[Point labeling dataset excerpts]

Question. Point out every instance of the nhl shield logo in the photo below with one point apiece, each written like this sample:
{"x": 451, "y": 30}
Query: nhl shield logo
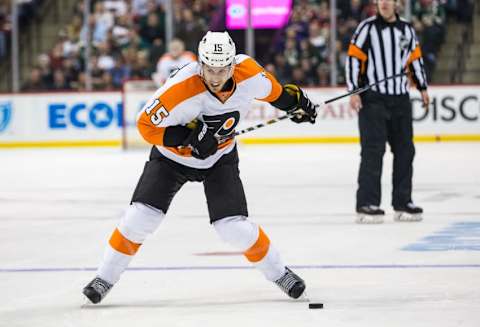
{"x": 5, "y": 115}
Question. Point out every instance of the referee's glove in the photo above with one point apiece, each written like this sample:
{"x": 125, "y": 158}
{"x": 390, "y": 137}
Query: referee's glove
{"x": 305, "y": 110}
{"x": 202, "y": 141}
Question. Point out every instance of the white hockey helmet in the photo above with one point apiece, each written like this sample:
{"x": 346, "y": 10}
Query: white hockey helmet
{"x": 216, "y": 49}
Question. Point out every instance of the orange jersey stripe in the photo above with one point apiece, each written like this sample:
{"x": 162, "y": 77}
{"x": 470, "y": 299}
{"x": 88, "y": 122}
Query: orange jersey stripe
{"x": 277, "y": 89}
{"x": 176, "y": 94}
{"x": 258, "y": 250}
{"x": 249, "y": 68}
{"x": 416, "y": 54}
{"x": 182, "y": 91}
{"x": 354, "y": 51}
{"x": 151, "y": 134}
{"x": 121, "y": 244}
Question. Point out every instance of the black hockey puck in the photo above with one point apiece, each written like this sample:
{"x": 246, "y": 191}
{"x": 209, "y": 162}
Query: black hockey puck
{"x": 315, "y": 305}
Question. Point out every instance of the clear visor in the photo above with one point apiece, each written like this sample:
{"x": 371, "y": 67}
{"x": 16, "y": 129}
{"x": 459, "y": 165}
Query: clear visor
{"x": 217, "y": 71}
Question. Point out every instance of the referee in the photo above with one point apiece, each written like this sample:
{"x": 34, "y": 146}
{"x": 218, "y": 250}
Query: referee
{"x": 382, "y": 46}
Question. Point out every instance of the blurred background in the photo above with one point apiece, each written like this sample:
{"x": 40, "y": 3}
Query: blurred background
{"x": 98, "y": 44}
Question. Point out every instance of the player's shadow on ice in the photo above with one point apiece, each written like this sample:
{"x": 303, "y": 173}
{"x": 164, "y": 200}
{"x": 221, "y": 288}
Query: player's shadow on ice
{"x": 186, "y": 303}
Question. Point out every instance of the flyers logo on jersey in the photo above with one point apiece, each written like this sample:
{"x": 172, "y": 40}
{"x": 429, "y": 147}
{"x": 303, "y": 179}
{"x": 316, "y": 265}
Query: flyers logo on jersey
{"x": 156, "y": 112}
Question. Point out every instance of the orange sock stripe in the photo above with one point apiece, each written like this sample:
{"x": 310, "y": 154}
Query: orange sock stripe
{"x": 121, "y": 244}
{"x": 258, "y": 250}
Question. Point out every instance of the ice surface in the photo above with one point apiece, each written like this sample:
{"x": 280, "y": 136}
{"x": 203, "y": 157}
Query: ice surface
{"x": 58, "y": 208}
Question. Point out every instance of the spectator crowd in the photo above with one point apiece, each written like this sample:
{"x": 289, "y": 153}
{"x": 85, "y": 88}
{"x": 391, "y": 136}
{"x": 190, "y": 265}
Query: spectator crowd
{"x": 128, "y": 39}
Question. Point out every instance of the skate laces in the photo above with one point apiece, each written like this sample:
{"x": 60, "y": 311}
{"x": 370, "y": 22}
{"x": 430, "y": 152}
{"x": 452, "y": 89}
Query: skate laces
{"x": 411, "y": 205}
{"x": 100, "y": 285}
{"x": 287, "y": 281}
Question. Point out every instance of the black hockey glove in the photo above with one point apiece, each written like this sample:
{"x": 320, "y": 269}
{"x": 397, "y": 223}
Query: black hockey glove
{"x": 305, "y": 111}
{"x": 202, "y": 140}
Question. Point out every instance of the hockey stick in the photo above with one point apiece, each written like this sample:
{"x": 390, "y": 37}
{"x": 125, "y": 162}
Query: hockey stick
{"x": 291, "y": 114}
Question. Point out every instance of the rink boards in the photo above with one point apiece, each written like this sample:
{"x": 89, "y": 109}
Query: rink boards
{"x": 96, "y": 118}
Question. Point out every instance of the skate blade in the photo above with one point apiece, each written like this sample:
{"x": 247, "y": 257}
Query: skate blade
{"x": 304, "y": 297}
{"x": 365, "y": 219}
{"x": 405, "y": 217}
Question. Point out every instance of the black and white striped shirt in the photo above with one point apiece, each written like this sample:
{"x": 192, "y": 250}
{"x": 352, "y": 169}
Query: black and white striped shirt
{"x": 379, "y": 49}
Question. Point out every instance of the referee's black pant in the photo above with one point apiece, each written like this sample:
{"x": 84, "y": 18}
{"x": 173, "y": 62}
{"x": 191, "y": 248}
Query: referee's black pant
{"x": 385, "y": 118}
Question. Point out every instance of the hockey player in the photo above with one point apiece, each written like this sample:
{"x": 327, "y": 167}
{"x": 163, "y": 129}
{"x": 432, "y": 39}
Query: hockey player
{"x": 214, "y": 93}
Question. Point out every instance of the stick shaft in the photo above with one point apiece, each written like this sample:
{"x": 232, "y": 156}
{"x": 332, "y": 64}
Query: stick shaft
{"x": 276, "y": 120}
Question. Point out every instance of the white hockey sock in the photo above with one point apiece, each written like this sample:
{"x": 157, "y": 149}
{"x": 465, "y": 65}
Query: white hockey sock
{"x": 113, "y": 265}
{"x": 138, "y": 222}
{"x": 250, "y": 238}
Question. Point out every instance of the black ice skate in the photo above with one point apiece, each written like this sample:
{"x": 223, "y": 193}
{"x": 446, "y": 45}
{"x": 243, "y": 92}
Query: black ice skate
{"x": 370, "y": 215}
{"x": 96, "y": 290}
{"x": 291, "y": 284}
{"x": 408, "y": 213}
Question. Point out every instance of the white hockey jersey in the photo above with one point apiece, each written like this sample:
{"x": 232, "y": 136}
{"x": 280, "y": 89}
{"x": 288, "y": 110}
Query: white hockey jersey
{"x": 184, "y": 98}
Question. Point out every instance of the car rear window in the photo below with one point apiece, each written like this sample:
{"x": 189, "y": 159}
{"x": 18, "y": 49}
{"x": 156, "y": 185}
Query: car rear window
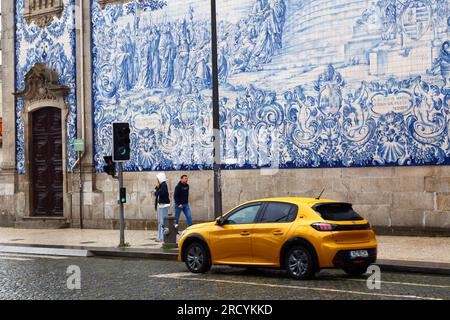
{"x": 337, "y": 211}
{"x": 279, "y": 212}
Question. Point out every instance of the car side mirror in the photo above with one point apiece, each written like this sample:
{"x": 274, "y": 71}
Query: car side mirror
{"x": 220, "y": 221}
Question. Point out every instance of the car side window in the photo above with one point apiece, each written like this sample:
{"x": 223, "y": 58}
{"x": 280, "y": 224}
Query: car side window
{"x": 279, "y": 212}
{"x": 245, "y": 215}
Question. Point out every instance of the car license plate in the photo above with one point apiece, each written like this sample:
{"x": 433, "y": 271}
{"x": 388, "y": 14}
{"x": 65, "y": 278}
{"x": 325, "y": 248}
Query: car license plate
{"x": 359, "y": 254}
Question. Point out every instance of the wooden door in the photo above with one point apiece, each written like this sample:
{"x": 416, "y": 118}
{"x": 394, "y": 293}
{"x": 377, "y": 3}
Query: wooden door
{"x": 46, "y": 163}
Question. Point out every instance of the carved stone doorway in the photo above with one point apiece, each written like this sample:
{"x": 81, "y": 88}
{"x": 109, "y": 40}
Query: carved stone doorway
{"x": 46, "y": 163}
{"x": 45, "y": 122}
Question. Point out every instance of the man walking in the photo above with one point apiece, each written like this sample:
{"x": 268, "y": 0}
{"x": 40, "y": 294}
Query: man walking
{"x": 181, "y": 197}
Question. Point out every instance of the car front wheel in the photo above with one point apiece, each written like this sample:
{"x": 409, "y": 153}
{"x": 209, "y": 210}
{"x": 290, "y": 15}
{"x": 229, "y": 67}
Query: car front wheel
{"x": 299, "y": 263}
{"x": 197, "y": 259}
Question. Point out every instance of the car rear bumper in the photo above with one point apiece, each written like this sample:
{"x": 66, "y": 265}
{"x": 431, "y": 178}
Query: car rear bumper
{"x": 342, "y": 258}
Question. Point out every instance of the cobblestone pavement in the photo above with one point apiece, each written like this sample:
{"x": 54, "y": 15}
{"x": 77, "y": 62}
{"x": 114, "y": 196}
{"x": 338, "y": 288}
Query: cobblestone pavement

Goal: Print from the line containing "Question. Point out every instance of the man" to the last line above, exactly as written.

Correct response:
Question. Point out every instance of the man walking in the photo above with one point apiece, each written like this sample:
{"x": 268, "y": 0}
{"x": 40, "y": 294}
Query: man walking
{"x": 181, "y": 197}
Question. Point out every instance of the car front wheel in the photo above with one point apiece, each written like this sample:
{"x": 409, "y": 153}
{"x": 209, "y": 210}
{"x": 290, "y": 15}
{"x": 229, "y": 67}
Query: car front wheel
{"x": 299, "y": 263}
{"x": 197, "y": 259}
Question. Point out every instance of the car rear bumper in the photo above with one point apiece, each written like this sample:
{"x": 66, "y": 265}
{"x": 431, "y": 178}
Query: car rear bumper
{"x": 342, "y": 258}
Question. Point out every instance of the cobblestone pavement in the photo above with one point apiece, each written like this sample:
{"x": 54, "y": 15}
{"x": 77, "y": 62}
{"x": 114, "y": 196}
{"x": 338, "y": 288}
Query: cobblestone pavement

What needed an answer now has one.